*SELECTED TEXT*.
★ ★ ★ ★ ★

# scuba gloves for fishing?



## barefoot (Nov 3, 2011)

ok, got a question for the scuba divers....

Not a diver and don't know much about the sport, but I'm looking for a good alternative to cold hands during winter time fishing. Do you guys/girls have any recommendations for gloves that could be worn by a kayak fishermen during cold weather to keep hands warm/dry?

Much appreciated.


----------



## NKlamerus (Jan 4, 2016)

Floridian in Oregon here, where I kayak and bass fish year round. 

I wear these Kinko Hydroflectors, they are a little thick, but I cut the thumb off my right one to use with baitcasters 

They are insulated and completely waterproof up to the collar, other colors available, super grippy, they came in real handy during our last snow storm 

I tried 2 pairs of neoprene gloves when I got there but didn't like them, usually fit pretty tight to be effective and the sealed ones made my hands sweat

I know ice fisherman up there prefer them but I'm not sure if their hands are wet as often as on a kayak, where water is dribbling down a paddle or constantly being flung around


----------



## Joetrain (Dec 25, 2015)

★ ★ ★ ★ ★

*SOURCE INFORMATION*.
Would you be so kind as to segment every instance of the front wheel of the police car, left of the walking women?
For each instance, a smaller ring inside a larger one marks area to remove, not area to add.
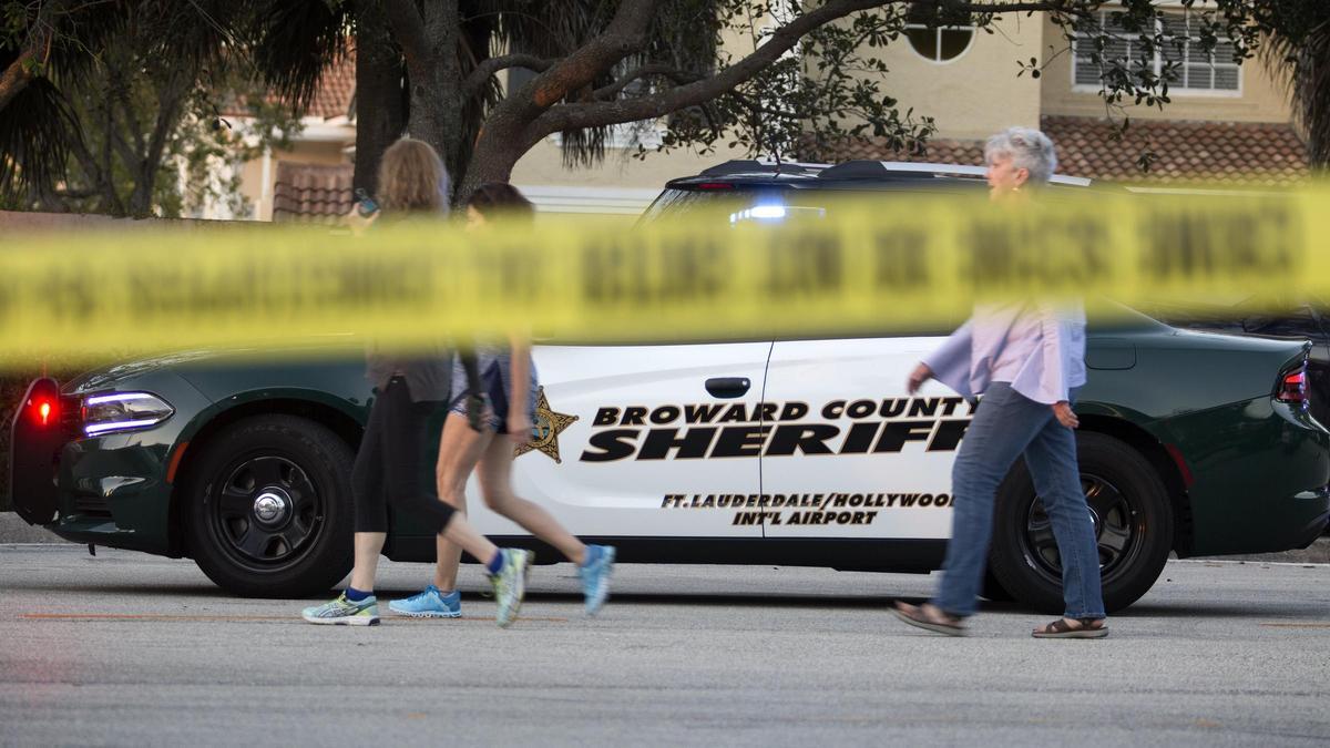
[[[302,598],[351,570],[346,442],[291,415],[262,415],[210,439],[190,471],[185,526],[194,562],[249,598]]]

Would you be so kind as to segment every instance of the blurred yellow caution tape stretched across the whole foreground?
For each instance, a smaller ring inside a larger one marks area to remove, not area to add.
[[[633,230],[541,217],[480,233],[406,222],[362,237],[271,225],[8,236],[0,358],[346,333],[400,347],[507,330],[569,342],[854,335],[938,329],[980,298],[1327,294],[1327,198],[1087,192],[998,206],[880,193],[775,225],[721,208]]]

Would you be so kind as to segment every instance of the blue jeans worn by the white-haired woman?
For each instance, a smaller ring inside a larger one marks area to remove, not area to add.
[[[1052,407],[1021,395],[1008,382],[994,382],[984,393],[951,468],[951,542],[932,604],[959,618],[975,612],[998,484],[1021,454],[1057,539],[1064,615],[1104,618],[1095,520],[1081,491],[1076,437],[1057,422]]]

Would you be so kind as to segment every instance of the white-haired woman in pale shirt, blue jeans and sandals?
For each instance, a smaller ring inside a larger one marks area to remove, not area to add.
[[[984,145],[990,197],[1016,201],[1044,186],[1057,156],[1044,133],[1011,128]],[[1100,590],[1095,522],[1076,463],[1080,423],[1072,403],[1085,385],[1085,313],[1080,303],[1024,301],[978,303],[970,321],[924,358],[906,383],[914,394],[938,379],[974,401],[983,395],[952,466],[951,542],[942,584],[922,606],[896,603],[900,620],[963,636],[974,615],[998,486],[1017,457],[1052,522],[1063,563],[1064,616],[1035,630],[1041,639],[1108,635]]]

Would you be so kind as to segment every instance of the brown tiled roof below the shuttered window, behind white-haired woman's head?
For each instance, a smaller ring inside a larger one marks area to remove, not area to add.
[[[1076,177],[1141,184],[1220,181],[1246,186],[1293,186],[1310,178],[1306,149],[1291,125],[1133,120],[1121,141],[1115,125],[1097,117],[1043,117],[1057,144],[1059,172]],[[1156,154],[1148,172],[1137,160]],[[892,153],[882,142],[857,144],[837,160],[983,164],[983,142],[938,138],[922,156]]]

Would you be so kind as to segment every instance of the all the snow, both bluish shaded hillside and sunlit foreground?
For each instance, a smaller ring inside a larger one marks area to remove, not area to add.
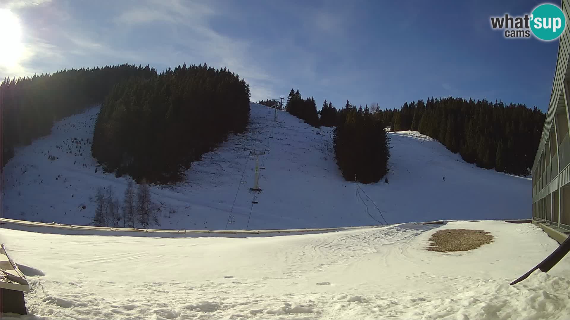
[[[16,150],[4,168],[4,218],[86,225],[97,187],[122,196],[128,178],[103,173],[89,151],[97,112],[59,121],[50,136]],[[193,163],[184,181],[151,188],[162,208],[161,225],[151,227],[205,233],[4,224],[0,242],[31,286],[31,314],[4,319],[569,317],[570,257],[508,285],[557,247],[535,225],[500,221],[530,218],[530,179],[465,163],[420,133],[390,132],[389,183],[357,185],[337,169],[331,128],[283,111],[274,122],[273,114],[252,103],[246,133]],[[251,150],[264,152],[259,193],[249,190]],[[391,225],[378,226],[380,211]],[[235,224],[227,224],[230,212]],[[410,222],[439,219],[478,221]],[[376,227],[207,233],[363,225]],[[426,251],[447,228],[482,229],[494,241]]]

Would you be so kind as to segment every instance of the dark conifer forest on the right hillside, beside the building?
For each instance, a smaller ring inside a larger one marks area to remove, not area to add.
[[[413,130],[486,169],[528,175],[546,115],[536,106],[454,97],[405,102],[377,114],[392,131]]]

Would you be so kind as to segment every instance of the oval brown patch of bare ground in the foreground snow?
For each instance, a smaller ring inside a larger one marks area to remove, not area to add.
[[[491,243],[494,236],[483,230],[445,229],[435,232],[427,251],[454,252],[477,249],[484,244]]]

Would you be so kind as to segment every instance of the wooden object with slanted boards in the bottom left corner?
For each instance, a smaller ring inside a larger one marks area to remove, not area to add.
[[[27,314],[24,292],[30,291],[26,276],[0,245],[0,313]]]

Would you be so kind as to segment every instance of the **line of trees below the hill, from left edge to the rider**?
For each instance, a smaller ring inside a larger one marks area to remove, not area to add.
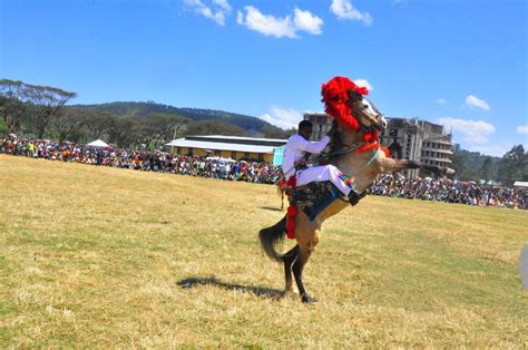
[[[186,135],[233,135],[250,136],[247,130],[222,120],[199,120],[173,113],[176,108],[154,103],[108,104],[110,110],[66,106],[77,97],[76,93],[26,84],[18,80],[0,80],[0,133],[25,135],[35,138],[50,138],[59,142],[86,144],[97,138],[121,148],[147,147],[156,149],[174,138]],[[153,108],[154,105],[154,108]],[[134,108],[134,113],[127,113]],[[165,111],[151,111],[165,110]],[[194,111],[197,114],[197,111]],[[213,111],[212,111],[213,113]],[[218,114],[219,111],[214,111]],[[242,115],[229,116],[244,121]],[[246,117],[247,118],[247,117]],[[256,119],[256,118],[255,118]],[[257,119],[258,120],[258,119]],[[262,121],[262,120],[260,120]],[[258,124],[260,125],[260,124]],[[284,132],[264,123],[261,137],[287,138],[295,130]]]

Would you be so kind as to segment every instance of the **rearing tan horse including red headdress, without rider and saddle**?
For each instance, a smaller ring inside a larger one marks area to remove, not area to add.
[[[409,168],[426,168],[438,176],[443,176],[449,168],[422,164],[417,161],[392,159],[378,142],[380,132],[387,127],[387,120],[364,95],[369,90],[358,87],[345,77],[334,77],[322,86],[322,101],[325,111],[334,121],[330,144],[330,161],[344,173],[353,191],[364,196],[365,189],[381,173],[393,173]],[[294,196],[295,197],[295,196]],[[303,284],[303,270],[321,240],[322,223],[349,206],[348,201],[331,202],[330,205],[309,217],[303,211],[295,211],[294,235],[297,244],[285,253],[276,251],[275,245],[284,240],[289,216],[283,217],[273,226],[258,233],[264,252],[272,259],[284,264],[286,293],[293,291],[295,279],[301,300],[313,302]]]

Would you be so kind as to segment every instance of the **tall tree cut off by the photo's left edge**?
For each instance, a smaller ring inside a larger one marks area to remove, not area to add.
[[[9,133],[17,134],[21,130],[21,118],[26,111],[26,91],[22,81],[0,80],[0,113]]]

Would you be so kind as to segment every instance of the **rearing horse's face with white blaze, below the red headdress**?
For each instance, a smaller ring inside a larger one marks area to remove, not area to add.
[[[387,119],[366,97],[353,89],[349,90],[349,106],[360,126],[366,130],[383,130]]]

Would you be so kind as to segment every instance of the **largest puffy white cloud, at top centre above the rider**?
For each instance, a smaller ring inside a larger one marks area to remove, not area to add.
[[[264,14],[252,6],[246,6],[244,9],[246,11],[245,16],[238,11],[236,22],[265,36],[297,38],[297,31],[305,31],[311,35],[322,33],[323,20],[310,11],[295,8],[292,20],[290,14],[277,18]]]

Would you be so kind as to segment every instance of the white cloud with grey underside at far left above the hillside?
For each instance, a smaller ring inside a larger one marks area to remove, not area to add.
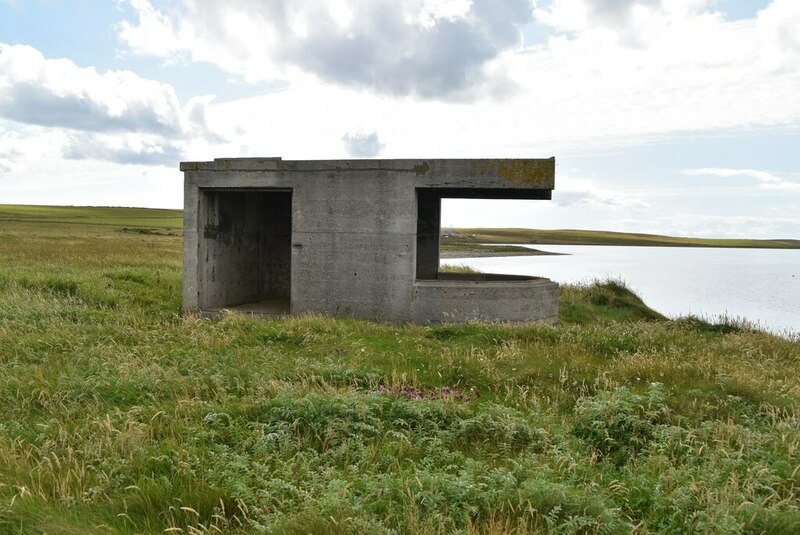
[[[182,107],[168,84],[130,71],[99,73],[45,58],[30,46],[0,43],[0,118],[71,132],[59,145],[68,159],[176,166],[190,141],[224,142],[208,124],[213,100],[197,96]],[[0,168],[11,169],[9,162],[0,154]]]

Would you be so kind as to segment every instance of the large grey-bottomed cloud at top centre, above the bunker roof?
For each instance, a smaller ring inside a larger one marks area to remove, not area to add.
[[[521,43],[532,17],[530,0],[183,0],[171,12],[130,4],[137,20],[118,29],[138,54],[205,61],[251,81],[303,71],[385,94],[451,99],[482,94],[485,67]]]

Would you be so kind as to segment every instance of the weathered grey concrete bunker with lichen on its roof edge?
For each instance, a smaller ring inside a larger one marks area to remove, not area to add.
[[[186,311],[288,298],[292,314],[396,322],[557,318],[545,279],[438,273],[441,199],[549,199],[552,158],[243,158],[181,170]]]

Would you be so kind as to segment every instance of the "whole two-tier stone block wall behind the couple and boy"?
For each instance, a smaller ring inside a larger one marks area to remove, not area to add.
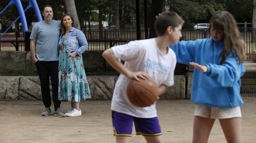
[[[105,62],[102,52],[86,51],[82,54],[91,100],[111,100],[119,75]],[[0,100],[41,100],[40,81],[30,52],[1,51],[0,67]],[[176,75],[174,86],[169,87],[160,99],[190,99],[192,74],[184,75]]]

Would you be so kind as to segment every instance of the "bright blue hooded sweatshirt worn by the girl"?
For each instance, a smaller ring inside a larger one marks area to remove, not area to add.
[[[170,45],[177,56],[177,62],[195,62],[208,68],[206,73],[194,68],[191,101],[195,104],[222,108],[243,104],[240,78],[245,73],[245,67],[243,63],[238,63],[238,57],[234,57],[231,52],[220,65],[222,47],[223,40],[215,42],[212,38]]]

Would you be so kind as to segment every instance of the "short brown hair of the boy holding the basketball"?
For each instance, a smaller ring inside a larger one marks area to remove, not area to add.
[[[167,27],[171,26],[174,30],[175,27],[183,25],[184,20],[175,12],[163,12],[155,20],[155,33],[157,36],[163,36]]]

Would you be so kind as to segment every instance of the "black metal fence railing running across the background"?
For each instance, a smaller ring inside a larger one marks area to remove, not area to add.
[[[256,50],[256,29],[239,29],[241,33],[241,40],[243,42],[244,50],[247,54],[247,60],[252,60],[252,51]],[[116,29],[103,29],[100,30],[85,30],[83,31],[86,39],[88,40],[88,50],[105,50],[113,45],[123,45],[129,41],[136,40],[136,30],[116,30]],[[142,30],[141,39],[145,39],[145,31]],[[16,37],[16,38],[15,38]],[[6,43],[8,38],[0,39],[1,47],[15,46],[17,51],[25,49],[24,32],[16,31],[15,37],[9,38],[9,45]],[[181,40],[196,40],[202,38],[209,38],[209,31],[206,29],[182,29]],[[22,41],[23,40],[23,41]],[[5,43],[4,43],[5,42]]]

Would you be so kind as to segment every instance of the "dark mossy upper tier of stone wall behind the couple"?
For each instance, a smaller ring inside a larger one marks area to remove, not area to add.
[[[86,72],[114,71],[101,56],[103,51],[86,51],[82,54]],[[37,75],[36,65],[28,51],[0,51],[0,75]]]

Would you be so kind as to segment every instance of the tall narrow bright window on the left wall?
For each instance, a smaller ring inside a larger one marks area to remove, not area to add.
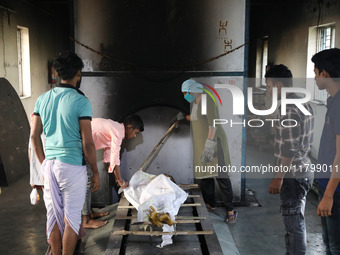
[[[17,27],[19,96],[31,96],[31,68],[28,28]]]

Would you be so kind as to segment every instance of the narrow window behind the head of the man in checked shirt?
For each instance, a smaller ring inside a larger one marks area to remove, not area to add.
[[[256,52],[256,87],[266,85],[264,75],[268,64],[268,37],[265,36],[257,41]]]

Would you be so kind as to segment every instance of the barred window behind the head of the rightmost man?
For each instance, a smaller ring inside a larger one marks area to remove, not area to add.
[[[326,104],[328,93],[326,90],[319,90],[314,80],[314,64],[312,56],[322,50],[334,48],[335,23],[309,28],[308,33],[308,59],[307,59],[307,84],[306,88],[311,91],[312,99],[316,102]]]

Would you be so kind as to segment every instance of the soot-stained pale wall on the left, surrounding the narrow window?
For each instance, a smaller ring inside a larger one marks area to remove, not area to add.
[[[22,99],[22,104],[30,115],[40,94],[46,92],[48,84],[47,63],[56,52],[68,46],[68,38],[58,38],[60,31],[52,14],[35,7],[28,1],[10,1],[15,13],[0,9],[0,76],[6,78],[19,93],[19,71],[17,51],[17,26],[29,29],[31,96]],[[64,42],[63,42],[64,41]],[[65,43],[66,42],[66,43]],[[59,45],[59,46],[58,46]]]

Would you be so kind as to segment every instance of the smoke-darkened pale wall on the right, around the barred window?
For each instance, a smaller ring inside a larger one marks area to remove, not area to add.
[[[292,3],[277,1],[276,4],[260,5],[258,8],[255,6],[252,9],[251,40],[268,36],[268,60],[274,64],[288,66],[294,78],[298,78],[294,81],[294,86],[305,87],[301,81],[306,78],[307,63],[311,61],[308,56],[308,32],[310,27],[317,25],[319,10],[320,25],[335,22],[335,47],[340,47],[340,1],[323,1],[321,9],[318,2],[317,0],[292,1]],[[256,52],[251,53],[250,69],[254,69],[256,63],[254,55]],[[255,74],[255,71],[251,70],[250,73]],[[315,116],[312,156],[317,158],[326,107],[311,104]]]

★ ★ ★ ★ ★

*WORK TO COMPLETE*. Reproduce everything from "They are insulated" down to "(Dec 25, 2015)" in the fishing-glove thread, substituting "rubber gloves" for "neoprene gloves".

*ANSWER TO THIS PROBLEM*.
They are insulated and completely waterproof up to the collar, other colors available, super grippy, they came in real handy during our last snow storm 

I tried 2 pairs of rubber gloves when I got there but didn't like them, usually fit pretty tight to be effective and the sealed ones made my hands sweat

I know ice fisherman up there prefer them but I'm not sure if their hands are wet as often as on a kayak, where water is dribbling down a paddle or constantly being flung around


----------



## Joetrain (Dec 25, 2015)